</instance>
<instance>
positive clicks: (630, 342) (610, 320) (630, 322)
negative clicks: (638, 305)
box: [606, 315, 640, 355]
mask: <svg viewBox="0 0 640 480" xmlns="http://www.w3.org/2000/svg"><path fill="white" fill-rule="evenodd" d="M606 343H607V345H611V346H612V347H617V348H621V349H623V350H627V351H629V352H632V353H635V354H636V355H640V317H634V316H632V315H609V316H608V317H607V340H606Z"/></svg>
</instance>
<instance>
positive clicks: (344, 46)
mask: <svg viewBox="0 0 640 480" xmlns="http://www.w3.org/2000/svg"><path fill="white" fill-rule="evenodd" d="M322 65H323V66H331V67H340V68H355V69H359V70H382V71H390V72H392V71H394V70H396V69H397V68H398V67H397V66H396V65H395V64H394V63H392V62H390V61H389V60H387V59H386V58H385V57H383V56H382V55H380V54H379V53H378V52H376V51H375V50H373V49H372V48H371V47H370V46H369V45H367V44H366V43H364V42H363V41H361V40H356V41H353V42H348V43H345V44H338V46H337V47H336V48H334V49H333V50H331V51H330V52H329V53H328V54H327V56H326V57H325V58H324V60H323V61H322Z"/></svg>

Aim of the task. Quote the whole listing above, leaving nothing out.

Reply.
</instance>
<instance>
positive clicks: (630, 342) (610, 320) (630, 322)
negative clicks: (638, 305)
box: [606, 315, 640, 355]
mask: <svg viewBox="0 0 640 480" xmlns="http://www.w3.org/2000/svg"><path fill="white" fill-rule="evenodd" d="M606 343H607V345H611V346H612V347H617V348H621V349H623V350H627V351H629V352H632V353H635V354H636V355H640V317H634V316H632V315H609V316H608V317H607V340H606Z"/></svg>
</instance>
<instance>
positive clicks: (344, 46)
mask: <svg viewBox="0 0 640 480" xmlns="http://www.w3.org/2000/svg"><path fill="white" fill-rule="evenodd" d="M322 65H323V66H331V67H340V68H355V69H359V70H382V71H390V72H392V71H394V70H396V69H397V68H398V67H397V66H396V65H395V64H394V63H392V62H390V61H389V60H387V59H386V58H385V57H383V56H382V55H380V54H379V53H378V52H376V51H375V50H373V49H372V48H371V47H370V46H369V45H367V44H366V43H364V42H363V41H361V40H356V41H353V42H348V43H345V44H338V46H337V47H336V48H334V49H333V50H331V51H330V52H329V53H328V54H327V56H326V57H325V58H324V60H323V61H322Z"/></svg>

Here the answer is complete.